[課題一覧]
**a)** 中国の大学受験「高考」に関する文章では、今年の受験生は全国あわせて約何人とされていますか。
**b)** 中国の大学受験「高考」に関する文章を、最後の文の後から書き継いでください。

[提示された文章]

____________________

合格祈願のチャイナドレスで母親付き添い…大学受験「高考」始まる 中国
中国では7日から全国統一の大学入学試験が始まりました。今年の受験者は過去最多。高学歴を目指し、人生をかけるし烈な受験戦争を取材しました。
7日、これからの人生を決める大事な日を迎えたのは中国の若者たちです。
「頑張れ! 頑張れ!」
中国全土で7日から、大学入試の全国統一試験「高考」が始まったのです。とにかく多く見られたのが、家族同伴の受験生たち。さらに…
記者
「チャイナドレスを身にまとっているのは、受験生のお母さんです。縁起がいいとされていて、多くの方が着ています」
合格祈願の思いをこめて、至る所にチャイナドレス姿の母親たちがいました。
受験生の母
「大学受験に勝利するように縁起の良い赤を着てきました」
今年の受験生は、全国あわせて約1342万人で過去最多。二次試験のない一発勝負に、学歴重視の中国では保護者の応援にも熱が入ります。
受験生の父
「息子のことを信じます、絶対、北京大学に合格する!」
受験生
「少し気分が落ち着きませんが、大したことありません」
受験生の母
「娘よりも私が緊張しています」
応援合戦は各地で過熱していて、安徽省で受験生たちが歩いていたのはレッドカーペットの上。パトカーの先導で会場に向かいます。四川省では警察官とハイタッチして、警察車両の前で「はいチーズ」。さまざまな応援グッズもあり、縁起のいい紫色の下着を着るよう子供に勧めることもあるようです。
試験前日の6日は、学問の神様・孔子をまつる名所に多くの受験生や保護者が“最後の神頼み”に訪れていました。
受験生
「いい出発点に立てば、つまり良い大学に入れれば、今後の人生がより歩みやすくなります」

____________________

[分析用データ]
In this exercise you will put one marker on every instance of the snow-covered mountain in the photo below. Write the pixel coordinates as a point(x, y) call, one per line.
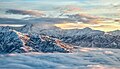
point(78, 37)
point(13, 41)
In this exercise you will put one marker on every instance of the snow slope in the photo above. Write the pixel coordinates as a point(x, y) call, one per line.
point(82, 58)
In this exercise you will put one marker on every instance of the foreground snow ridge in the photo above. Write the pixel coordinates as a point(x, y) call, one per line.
point(82, 58)
point(33, 51)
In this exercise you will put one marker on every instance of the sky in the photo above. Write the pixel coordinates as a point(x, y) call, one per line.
point(96, 14)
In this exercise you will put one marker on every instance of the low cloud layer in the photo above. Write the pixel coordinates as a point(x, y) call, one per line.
point(25, 12)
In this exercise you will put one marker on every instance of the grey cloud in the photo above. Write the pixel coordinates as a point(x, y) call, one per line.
point(25, 12)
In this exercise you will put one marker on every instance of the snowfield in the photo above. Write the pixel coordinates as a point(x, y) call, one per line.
point(81, 58)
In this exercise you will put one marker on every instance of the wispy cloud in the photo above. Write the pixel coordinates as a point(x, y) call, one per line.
point(26, 12)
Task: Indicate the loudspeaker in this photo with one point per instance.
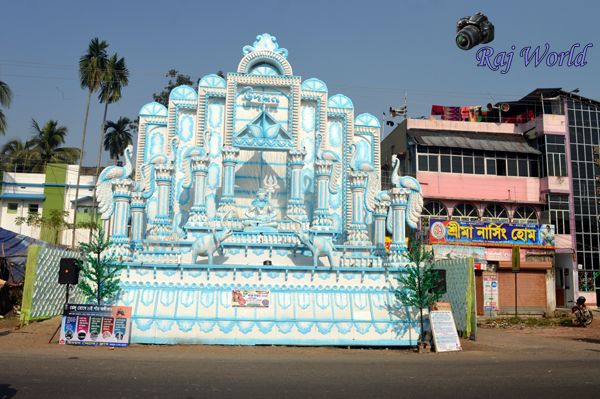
(68, 272)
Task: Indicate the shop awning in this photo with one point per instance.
(473, 141)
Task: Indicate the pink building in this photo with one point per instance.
(512, 173)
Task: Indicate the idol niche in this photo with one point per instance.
(574, 57)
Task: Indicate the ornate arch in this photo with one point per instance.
(495, 212)
(265, 57)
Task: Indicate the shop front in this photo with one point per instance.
(490, 245)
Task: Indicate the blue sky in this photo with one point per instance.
(372, 51)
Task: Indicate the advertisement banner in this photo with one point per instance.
(490, 292)
(93, 325)
(250, 298)
(441, 252)
(490, 233)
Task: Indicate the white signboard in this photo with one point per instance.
(445, 336)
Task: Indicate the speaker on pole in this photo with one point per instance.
(68, 272)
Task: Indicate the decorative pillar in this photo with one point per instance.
(120, 218)
(379, 214)
(321, 219)
(138, 207)
(296, 207)
(162, 222)
(198, 218)
(357, 233)
(398, 248)
(230, 155)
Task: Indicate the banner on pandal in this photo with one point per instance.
(250, 298)
(95, 325)
(490, 233)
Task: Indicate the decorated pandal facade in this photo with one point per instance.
(259, 185)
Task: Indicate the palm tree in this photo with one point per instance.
(118, 137)
(46, 145)
(18, 156)
(5, 98)
(115, 77)
(92, 66)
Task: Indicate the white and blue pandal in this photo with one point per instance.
(260, 181)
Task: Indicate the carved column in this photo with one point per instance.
(380, 214)
(321, 219)
(162, 222)
(138, 207)
(296, 207)
(120, 218)
(357, 233)
(198, 218)
(398, 249)
(230, 155)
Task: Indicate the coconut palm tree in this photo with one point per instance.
(116, 77)
(18, 156)
(92, 66)
(5, 99)
(46, 145)
(118, 137)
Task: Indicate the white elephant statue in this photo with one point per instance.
(319, 246)
(209, 243)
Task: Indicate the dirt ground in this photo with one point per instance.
(517, 339)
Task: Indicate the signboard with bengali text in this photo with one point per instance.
(490, 233)
(250, 298)
(445, 336)
(95, 325)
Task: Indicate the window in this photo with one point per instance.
(555, 162)
(490, 165)
(422, 163)
(586, 281)
(525, 214)
(445, 163)
(440, 279)
(495, 213)
(465, 212)
(456, 164)
(512, 167)
(13, 207)
(479, 165)
(558, 209)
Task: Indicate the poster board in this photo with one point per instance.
(250, 298)
(94, 325)
(445, 336)
(490, 292)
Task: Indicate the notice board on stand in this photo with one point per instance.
(445, 336)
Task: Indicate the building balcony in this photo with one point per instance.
(467, 187)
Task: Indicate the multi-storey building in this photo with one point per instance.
(45, 193)
(533, 164)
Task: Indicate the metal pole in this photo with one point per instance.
(515, 293)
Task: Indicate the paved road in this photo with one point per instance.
(498, 365)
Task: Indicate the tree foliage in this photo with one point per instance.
(44, 147)
(55, 221)
(99, 270)
(418, 282)
(5, 100)
(175, 79)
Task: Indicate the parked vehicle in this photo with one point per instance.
(582, 315)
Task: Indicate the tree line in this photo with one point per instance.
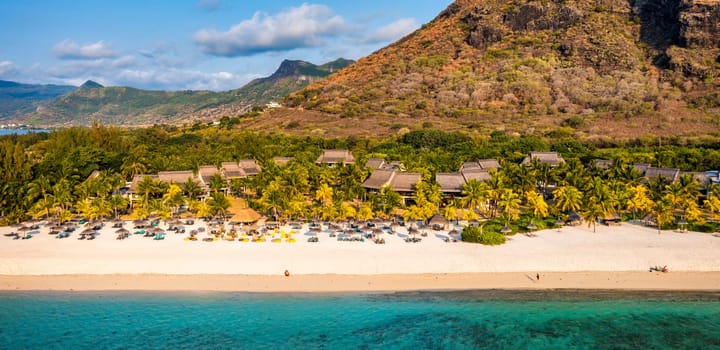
(47, 175)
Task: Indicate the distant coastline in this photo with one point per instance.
(20, 131)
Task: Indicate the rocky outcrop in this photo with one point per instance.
(700, 23)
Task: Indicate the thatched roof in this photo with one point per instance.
(136, 180)
(703, 178)
(489, 164)
(670, 174)
(450, 182)
(176, 177)
(405, 182)
(603, 163)
(641, 167)
(241, 212)
(206, 173)
(94, 174)
(378, 179)
(335, 156)
(550, 158)
(469, 166)
(250, 167)
(232, 170)
(282, 160)
(374, 163)
(438, 219)
(247, 215)
(476, 174)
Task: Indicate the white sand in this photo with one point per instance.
(574, 249)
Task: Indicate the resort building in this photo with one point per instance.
(335, 156)
(478, 171)
(280, 161)
(379, 163)
(451, 184)
(552, 159)
(401, 182)
(669, 174)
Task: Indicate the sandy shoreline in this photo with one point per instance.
(679, 281)
(615, 257)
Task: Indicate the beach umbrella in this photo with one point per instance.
(531, 227)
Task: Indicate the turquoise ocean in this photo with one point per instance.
(494, 319)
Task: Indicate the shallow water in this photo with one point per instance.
(453, 320)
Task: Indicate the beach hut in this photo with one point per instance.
(574, 219)
(438, 223)
(245, 216)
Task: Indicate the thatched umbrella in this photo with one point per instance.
(413, 231)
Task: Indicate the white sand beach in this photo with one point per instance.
(617, 253)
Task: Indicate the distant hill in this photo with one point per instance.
(17, 99)
(593, 68)
(134, 107)
(290, 76)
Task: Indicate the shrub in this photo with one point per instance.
(476, 235)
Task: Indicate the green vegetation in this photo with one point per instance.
(47, 175)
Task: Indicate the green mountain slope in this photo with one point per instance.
(129, 106)
(17, 99)
(290, 77)
(608, 67)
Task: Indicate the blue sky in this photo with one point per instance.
(191, 44)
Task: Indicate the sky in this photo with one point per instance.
(192, 44)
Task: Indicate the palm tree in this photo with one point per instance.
(40, 187)
(135, 163)
(509, 205)
(567, 198)
(536, 204)
(117, 202)
(174, 198)
(218, 204)
(389, 200)
(324, 194)
(663, 211)
(450, 212)
(216, 183)
(273, 197)
(474, 195)
(639, 200)
(192, 189)
(147, 187)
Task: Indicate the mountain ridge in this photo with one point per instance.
(19, 98)
(121, 105)
(608, 65)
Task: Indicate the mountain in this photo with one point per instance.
(17, 98)
(592, 68)
(129, 106)
(289, 77)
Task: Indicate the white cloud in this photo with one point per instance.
(295, 27)
(209, 5)
(7, 68)
(393, 31)
(68, 49)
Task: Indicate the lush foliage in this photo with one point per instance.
(48, 175)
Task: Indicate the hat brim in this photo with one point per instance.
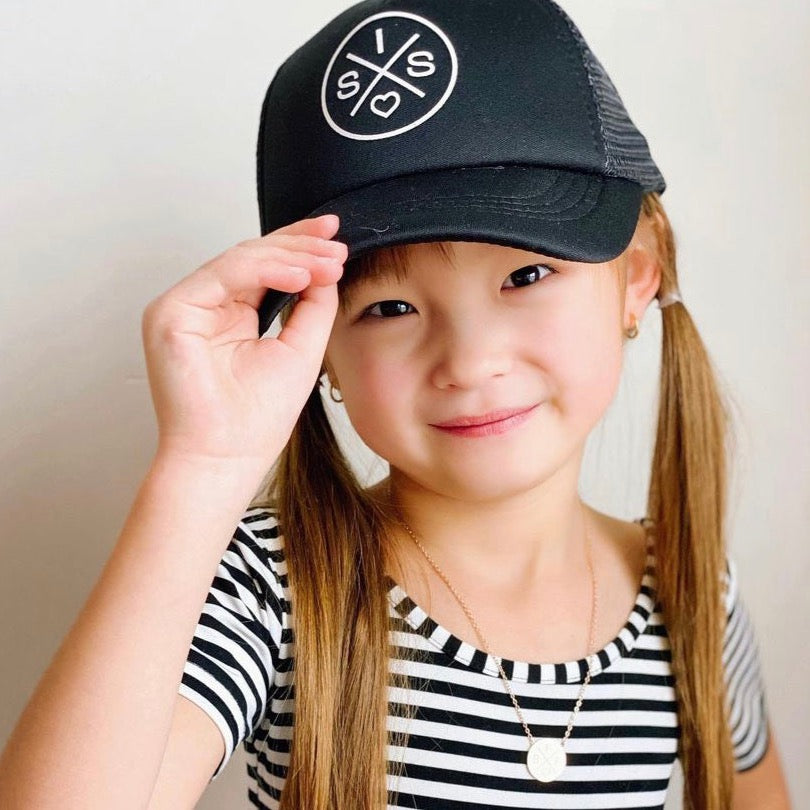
(577, 216)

____________________

[課題の回答]
**a)** 約1342万人です。

**b)**
ここまで“学歴重視”に拍車がかかる背景にあるのは、中国経済の低迷です。今年4月、都市部の若者の失業率は14.7%。日本ではここ数年5%に満たないのと比べると、その高さは際立っています。
職に就けない“就職難”が続く中、高学歴を目指すし烈な戦いが繰り広げられているのです。
中国メディアによると、今年の受験生のうち約3分の1は“再受験生”。“再受験生”には浪人生も含まれますが、一般的に中国では、一度大学に入学後、いい就職先に入るため再度、大学を受験する人も多いのだといいます。
一方で、この受験戦争を勝ち抜いた後に多くの人が体験するというのが、美容医療です。勉強がすべての生活を終え、大学で新たな人生をスタートさせるにあたって、美容の注射をうったり、二重まぶたにする人が多いのだとか。
大一番の勝負に勝ち、明るい大学生活をスタートさせられるのか。
受験生
「有名大学に入るのが夢です、そのために頑張ってきた」
受験生
「さっさと受験して、早く終わらせたいです」
ただ、今年度は大学や大学院の新卒者も過去最多となる見通しです。無事大学に入学できたとしても、し烈な就職活動が待ち受けていそうです。